Transcribe exactly the lines from the one holding "Where can the distant mountain" to the end of the data below, including both of those lines and no others.
==============================
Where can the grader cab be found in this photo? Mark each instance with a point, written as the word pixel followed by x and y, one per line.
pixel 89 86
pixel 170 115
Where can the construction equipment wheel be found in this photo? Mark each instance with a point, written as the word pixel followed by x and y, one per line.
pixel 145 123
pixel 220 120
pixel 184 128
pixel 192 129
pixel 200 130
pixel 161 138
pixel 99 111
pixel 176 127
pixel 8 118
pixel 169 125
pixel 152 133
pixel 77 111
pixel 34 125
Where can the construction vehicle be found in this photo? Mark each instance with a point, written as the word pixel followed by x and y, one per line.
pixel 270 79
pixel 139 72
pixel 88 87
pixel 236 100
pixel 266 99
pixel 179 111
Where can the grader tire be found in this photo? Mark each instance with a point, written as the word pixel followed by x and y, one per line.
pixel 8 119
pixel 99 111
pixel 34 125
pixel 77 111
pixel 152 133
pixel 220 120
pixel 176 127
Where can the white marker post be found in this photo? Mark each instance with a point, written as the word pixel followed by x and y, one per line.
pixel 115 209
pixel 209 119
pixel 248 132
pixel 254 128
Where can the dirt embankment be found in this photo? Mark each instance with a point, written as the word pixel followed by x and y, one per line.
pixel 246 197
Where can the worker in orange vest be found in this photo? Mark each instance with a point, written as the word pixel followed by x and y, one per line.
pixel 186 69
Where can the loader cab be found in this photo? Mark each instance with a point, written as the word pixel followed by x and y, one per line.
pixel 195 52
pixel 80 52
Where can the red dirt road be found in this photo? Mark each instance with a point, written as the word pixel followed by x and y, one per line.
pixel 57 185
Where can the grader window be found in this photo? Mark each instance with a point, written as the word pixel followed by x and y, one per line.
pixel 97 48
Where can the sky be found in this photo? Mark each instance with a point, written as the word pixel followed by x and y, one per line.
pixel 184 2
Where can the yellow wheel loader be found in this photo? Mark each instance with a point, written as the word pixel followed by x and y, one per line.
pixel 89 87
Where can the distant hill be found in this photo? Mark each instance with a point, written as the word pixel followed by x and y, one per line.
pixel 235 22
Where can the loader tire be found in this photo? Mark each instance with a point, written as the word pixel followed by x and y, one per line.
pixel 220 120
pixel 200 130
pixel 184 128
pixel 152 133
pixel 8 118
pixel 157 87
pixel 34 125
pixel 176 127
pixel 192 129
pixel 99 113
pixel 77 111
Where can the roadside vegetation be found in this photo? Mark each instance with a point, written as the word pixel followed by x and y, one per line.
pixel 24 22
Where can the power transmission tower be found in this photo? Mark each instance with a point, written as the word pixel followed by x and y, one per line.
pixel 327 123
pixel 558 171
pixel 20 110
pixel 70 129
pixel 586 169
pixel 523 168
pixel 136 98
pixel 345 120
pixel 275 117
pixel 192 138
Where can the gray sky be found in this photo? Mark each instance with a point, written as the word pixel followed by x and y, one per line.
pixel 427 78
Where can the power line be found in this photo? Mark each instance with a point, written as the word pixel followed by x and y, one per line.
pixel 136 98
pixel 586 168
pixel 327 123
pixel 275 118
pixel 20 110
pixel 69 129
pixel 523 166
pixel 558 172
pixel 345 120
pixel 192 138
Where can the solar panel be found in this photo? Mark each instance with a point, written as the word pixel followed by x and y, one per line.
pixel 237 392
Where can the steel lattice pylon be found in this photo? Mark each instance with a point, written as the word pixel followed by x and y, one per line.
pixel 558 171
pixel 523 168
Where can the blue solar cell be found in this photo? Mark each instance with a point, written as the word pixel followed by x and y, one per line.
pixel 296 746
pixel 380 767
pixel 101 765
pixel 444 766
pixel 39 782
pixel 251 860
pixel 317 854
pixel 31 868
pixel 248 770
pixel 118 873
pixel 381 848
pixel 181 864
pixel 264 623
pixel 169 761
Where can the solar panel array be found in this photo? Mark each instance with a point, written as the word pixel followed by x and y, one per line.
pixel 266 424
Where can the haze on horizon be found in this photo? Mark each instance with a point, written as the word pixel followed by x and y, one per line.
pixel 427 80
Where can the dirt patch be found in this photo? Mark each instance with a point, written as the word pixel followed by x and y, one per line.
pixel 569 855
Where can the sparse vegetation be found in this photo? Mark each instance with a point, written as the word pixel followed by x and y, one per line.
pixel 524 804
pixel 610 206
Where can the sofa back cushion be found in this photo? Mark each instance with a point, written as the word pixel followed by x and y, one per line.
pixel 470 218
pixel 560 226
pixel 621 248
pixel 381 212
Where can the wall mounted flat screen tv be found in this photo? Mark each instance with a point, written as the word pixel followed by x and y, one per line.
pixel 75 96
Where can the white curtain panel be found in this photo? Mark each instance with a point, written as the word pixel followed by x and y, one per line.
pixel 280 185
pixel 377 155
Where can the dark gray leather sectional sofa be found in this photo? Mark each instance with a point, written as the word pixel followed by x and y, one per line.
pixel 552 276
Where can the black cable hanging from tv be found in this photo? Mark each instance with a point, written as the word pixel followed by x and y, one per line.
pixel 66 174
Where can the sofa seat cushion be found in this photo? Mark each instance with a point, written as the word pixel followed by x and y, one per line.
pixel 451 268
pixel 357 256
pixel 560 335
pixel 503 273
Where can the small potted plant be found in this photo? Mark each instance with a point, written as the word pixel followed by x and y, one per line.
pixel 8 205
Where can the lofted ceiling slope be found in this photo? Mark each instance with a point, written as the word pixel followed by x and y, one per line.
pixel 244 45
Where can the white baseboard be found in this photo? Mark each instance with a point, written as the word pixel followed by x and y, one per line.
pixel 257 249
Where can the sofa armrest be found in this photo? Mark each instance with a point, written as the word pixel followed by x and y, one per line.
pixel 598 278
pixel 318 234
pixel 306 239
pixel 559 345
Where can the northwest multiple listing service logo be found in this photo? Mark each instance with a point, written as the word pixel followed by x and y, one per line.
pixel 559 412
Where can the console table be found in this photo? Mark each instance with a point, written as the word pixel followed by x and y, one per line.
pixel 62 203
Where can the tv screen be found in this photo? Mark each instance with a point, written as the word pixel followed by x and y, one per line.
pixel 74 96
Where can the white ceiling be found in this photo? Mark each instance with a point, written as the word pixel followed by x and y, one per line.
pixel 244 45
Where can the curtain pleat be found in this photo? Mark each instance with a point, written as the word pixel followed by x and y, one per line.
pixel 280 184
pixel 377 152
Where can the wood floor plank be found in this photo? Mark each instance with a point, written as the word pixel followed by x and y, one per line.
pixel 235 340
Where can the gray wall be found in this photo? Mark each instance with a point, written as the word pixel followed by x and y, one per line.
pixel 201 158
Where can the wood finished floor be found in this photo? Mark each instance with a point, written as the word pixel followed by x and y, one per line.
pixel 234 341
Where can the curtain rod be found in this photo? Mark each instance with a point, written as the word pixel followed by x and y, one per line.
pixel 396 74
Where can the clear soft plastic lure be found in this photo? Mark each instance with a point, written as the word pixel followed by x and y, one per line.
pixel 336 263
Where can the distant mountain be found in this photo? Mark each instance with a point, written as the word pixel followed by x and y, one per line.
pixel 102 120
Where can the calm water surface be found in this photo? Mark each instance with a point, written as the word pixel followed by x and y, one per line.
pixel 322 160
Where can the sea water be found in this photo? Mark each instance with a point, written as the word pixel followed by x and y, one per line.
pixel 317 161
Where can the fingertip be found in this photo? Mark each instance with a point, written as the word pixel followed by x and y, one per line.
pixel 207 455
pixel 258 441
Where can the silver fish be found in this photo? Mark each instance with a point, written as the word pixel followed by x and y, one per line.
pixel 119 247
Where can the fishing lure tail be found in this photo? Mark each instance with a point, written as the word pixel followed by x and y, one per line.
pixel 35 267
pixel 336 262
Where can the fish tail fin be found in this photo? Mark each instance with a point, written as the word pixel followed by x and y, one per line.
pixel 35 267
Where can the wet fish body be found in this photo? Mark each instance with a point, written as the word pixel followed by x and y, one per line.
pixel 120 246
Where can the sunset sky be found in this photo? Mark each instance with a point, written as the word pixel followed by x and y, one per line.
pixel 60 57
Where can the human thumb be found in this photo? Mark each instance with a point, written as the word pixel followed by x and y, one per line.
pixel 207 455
==============================
**Written reply**
Where can the distant mountain be found in this photo? Mark each instance with a point, written as the word pixel followed by x and y, one per line.
pixel 102 120
Where can the calm water surface be found in this photo? Mark each instance with a point, written as the word pixel followed by x and y, one per line.
pixel 322 160
Where can the sea water be found in this photo? Mark each instance with a point, written as the word pixel followed by x and y, one per line.
pixel 317 161
Where can the fingertip be found in this photo? Mark each instance with a point, written as the word pixel followed by x and y, one per line.
pixel 207 455
pixel 258 441
Where can the silver fish be found in this photo? Mark each instance with a point, written as the word pixel followed by x and y, one per line.
pixel 119 247
Where can the fishing lure tail be found in this photo? Mark each instance with a point, written as the word pixel followed by x and y, one per line.
pixel 35 267
pixel 336 262
Where can the fish tail fin be found in this photo? Mark each instance with a point, written as the word pixel followed by x and y, one per line.
pixel 35 267
Where can the wet fish body be found in this photo? Mark each instance with a point, written as the word pixel followed by x and y, one per line.
pixel 120 246
Where can the sunset sky be found in this photo? Mark each instance with a point, written as the word pixel followed by x and y, one per line.
pixel 60 57
Where can the human thumb be found in this photo? Mark each instance with a point, written as the word pixel followed by x and y, one per line.
pixel 207 455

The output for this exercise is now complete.